Work instructions:
Count how many lines in the records below contain the string "person". Reply with the number only.

Dataset excerpt:

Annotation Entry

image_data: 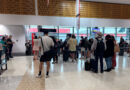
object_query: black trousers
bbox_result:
[95,55,103,72]
[0,50,2,64]
[9,46,13,57]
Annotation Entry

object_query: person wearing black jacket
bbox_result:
[51,37,59,64]
[63,37,69,62]
[79,36,85,59]
[104,35,114,72]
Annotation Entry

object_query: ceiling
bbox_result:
[83,0,130,4]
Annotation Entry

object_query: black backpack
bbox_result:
[94,38,105,56]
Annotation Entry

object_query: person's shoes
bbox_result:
[101,71,104,73]
[55,61,58,64]
[108,68,112,72]
[36,75,42,78]
[46,75,49,78]
[104,69,109,72]
[10,56,13,58]
[52,62,55,64]
[94,71,98,73]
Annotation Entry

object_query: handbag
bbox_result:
[114,44,120,52]
[87,50,91,58]
[41,38,56,58]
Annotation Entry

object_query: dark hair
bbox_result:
[72,34,75,38]
[105,34,111,40]
[44,30,48,34]
[2,37,5,41]
[111,36,115,41]
[35,36,37,39]
[50,36,56,44]
[81,36,84,39]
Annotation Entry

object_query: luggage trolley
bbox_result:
[0,53,8,75]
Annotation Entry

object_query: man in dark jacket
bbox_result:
[91,32,106,73]
[104,35,114,72]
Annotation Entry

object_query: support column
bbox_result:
[115,27,117,40]
[76,0,80,43]
[58,26,60,40]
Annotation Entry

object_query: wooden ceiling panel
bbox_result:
[0,0,35,15]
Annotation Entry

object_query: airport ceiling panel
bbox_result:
[38,0,76,17]
[82,0,130,4]
[0,0,35,15]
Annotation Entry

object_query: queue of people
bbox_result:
[0,35,14,60]
[33,31,129,77]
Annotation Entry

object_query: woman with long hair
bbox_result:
[33,36,40,60]
[111,36,117,69]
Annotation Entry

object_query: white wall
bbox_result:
[0,25,25,53]
[0,14,130,27]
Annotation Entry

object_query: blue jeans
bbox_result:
[95,55,103,72]
[105,57,112,69]
[0,50,2,64]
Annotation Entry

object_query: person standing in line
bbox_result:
[111,36,118,69]
[91,32,106,73]
[128,43,130,57]
[79,36,85,59]
[33,36,40,60]
[51,37,59,64]
[1,37,7,54]
[7,35,14,58]
[85,37,89,58]
[0,42,3,64]
[67,35,77,62]
[37,31,54,78]
[62,36,70,62]
[104,35,114,72]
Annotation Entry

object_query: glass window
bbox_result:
[59,26,73,41]
[104,27,116,35]
[117,27,127,42]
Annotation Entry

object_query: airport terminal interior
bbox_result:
[0,0,130,90]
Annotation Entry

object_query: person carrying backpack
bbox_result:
[104,35,114,72]
[91,32,106,73]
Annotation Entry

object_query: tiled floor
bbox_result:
[0,55,130,90]
[45,53,130,90]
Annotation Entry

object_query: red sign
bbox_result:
[117,34,126,37]
[56,28,70,33]
[29,28,38,33]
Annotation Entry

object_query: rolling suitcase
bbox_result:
[90,59,96,71]
[85,61,91,71]
[119,49,124,56]
[63,50,69,62]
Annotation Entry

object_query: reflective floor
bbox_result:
[0,54,130,90]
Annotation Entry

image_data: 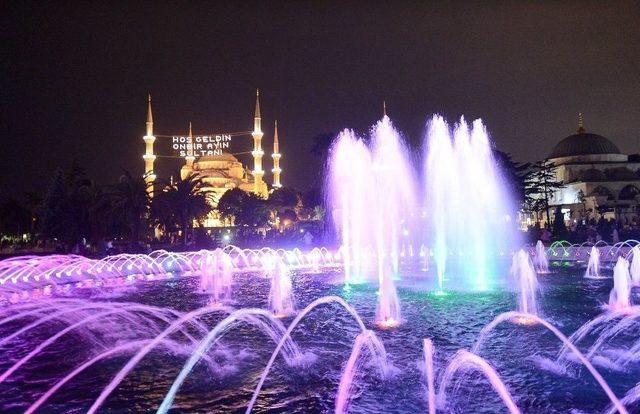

Written response:
4